→ Goal 1:
Answer these questions from the Musselburgh golf text:
(a) What does a round cost?
(b) Who designed the course that opened in 1938?
(c) Which course does the Guinness Book of Records recognize as the oldest in the world?
→ Goal 2:
In the Musselburgh golf text, set down word for word the stretch from "Given that the" through "of this course.".

→ Text block:
______________________________

The highest ranked of the three Musselburgh courses even though the other two are more historically significant
Round £60. Par 71. Value (out of 5) – 4
Musselburgh is the largest of the towns in East Lothian, situated on the coast about 5 miles from Edinburgh and close to the start of the great North Berwick coastal run of courses which includes Muirfield.
But to say you’re playing ‘Musselburgh’ doesn’t really clarify matters, nor indeed is saying you’re playing in Musselburgh. There are in fact three named ‘Musselburgh’ courses: ‘Musselburgh Links’, which is in Musselburgh and recognised by the Guinness Book of Records as the oldest course in the world; ‘Royal Musselburgh’, the regally appointed course somewhat nearer to Prestonpans than Musselburgh and; plain old ‘Musselburgh’, which is actually in Monktonhall. Confused?
Given that the two other Musselburgh courses enjoy either a pedigree as the oldest course in the world or has a ‘royal’ appendage, I suspect many people are surprised to learn that the course simply called ‘Musselburgh’ is the highest rated of the 3 in most compilations of Scotland’s courses.
This Musselburgh course opened in 1938 having been designed by James Braid as “a championship” layout. Off the back tees it’s over 6800 years long, and hosts many regional standard competitions, and in the past has held regional Open qualifiers and the Final Qualifier as recently as 2013, such is the best measure of this course.

______________________________

→ Record excerpts:
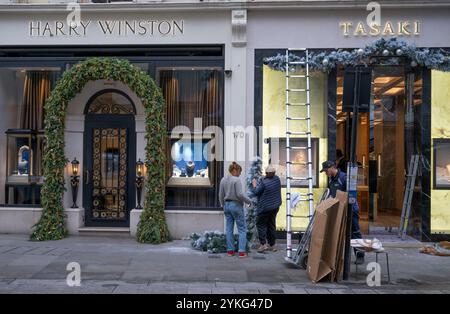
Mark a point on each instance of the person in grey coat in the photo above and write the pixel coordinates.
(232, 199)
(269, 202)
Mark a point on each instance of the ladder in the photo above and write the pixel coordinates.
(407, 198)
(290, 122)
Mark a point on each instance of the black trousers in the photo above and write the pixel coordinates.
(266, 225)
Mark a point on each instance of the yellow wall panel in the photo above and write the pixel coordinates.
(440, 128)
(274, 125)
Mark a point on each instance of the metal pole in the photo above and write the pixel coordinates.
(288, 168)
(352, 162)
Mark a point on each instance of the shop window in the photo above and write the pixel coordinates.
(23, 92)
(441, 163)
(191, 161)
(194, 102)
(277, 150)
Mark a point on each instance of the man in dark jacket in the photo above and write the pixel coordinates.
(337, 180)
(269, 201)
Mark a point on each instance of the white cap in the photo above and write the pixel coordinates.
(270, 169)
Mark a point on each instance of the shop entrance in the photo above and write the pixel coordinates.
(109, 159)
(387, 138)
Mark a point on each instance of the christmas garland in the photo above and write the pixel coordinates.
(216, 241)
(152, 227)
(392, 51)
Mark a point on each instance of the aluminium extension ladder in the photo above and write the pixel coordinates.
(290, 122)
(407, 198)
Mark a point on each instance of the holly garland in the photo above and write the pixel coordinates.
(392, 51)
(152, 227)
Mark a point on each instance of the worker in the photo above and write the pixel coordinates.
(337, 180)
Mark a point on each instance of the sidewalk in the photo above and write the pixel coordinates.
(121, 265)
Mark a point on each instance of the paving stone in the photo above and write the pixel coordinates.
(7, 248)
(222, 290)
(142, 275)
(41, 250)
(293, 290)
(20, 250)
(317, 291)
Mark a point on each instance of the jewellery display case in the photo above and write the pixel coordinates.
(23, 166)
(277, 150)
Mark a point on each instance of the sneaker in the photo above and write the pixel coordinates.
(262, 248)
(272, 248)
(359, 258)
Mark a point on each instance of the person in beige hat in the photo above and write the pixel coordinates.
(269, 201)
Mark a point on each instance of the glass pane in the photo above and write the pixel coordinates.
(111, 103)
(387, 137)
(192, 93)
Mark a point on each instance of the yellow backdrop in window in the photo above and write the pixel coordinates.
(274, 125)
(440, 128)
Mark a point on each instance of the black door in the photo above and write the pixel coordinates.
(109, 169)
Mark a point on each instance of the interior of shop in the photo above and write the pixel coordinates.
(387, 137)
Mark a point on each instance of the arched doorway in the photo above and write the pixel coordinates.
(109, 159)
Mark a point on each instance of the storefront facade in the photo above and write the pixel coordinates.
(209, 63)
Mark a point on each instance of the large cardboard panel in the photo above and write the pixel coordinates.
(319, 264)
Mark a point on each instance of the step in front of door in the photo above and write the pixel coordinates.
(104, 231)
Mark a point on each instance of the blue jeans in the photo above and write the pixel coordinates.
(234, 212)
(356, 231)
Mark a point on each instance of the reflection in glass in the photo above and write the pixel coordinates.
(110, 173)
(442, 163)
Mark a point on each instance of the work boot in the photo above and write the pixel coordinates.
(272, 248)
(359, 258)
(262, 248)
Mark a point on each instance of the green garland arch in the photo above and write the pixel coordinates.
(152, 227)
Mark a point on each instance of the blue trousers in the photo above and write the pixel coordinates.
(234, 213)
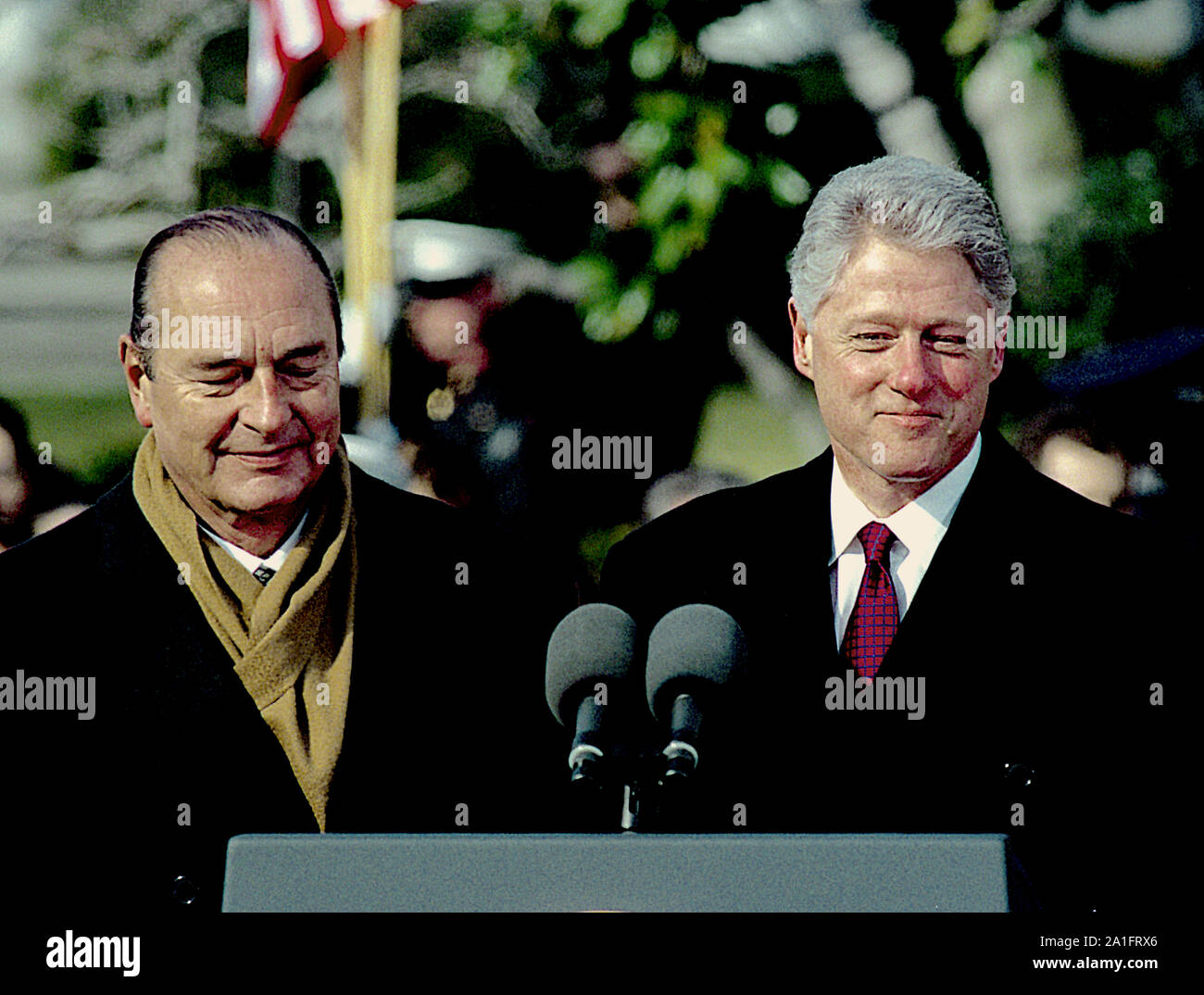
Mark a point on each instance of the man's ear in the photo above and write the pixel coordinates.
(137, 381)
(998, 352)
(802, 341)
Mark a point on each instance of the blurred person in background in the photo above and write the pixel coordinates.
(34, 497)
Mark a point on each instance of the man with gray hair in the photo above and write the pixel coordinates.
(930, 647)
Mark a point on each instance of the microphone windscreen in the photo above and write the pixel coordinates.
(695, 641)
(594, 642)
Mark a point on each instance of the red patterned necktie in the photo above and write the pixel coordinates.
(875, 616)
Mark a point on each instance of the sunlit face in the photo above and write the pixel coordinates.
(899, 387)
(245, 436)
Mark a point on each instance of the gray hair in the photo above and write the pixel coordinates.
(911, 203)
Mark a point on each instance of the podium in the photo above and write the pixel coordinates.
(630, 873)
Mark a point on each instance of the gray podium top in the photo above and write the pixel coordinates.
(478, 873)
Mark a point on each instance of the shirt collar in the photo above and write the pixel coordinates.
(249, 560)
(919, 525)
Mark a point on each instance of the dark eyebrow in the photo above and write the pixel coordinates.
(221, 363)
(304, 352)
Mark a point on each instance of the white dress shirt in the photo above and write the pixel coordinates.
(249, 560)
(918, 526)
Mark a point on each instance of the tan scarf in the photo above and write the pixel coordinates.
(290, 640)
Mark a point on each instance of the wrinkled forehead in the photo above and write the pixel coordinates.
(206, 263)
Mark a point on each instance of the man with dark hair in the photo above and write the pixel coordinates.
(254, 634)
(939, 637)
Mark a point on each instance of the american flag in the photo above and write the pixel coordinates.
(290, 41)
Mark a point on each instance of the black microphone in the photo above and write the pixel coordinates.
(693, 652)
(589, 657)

______________________________

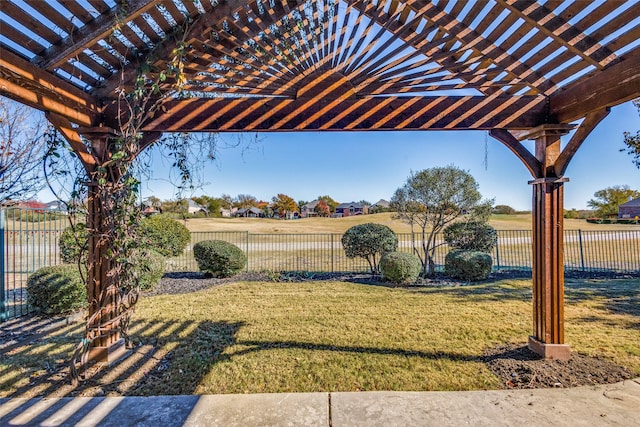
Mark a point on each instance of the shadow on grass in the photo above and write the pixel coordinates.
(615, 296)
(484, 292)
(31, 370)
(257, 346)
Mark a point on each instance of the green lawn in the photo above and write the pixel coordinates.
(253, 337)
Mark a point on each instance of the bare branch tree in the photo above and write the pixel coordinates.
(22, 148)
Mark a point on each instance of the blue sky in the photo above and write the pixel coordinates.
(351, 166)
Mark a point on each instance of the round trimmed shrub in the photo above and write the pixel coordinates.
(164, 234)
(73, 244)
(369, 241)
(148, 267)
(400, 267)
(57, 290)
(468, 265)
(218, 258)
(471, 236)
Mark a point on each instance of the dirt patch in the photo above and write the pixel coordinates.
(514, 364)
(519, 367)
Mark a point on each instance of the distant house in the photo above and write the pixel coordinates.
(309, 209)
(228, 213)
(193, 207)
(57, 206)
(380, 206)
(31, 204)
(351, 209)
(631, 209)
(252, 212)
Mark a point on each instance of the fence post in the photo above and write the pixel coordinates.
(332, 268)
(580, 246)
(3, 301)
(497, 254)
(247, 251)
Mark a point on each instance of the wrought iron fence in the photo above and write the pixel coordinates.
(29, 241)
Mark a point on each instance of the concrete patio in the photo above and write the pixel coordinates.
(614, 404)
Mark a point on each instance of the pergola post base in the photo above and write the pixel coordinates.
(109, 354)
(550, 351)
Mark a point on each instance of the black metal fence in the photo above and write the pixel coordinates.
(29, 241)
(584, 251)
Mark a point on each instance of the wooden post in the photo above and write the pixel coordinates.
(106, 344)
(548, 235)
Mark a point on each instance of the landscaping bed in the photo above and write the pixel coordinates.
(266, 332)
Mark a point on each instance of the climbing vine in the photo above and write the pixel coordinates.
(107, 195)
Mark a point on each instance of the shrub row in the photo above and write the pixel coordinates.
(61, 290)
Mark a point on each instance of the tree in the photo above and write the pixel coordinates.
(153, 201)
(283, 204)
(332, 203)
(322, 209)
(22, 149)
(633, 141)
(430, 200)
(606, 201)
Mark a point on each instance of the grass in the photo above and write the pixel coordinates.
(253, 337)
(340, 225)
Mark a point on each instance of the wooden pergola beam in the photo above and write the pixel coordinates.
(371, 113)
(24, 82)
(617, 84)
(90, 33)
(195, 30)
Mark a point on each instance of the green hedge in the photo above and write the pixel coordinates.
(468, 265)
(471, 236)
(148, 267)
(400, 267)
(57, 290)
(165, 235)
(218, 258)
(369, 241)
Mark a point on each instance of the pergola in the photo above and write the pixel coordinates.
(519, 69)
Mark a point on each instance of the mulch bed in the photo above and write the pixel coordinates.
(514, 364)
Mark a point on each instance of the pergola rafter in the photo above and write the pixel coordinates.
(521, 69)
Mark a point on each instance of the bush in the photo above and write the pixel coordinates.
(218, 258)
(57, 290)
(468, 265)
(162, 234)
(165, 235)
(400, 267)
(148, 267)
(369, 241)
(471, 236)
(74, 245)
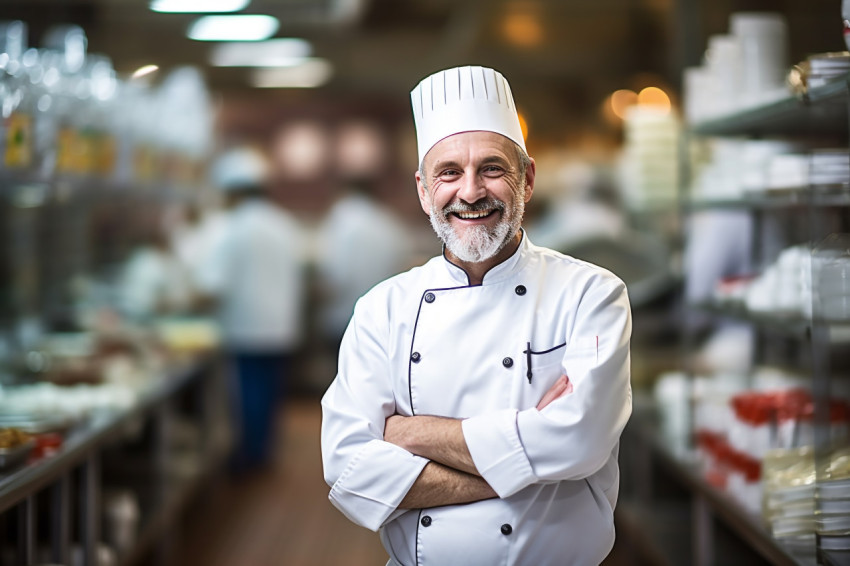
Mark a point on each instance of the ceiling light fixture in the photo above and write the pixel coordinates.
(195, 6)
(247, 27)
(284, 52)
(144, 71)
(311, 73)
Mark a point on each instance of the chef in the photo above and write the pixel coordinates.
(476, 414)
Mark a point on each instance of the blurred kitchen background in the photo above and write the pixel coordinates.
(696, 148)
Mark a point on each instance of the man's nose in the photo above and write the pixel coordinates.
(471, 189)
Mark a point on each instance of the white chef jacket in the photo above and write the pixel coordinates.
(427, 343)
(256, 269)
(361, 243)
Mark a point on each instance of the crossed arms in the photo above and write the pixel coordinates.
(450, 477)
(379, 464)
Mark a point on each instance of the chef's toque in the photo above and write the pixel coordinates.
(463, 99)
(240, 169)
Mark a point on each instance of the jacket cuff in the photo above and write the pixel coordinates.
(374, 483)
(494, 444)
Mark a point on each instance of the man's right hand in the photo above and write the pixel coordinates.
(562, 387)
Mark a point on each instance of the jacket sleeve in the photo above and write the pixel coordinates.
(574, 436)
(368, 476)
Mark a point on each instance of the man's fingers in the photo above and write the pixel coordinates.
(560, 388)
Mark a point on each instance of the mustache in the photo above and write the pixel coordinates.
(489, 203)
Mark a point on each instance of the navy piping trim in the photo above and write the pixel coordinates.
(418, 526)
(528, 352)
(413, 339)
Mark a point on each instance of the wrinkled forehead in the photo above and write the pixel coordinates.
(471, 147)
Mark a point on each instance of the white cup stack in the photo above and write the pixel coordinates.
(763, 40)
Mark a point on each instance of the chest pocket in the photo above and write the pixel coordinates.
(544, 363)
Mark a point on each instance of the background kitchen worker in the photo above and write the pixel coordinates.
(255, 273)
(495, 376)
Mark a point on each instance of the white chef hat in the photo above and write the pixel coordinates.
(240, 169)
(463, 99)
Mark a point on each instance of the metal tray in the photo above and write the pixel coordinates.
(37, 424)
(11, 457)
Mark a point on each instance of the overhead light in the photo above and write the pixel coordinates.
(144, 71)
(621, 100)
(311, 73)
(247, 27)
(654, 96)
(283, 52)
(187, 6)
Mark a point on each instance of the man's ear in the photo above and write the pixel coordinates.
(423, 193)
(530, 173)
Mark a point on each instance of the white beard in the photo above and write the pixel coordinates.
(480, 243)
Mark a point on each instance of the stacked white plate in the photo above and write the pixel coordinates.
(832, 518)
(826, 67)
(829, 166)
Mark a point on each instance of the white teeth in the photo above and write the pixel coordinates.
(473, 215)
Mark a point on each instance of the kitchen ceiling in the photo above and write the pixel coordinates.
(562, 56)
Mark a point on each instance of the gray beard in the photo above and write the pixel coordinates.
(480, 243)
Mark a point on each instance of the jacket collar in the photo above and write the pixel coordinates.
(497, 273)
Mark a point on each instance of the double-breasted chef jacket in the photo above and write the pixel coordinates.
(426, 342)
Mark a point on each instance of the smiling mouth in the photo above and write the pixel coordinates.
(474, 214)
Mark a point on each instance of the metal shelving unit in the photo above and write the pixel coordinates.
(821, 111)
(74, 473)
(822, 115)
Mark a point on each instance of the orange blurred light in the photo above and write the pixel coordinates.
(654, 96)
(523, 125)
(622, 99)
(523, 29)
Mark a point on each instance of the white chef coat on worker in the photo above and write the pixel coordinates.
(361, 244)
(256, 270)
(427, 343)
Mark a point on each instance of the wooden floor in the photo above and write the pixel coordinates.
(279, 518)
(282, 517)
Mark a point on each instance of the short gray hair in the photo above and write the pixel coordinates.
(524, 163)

______________________________

→ Exercise result 1:
(a) £60
(b) James Braid
(c) Musselburgh Links

→ Exercise result 2:
Given that the two other Musselburgh courses enjoy either a pedigree as the oldest course in the world or has a ‘royal’ appendage, I suspect many people are surprised to learn that the course simply called ‘Musselburgh’ is the highest rated of the 3 in most compilations of Scotland’s courses.
This Musselburgh course opened in 1938 having been designed by James Braid as “a championship” layout. Off the back tees it’s over 6800 years long, and hosts many regional standard competitions, and in the past has held regional Open qualifiers and the Final Qualifier as recently as 2013, such is the best measure of this course.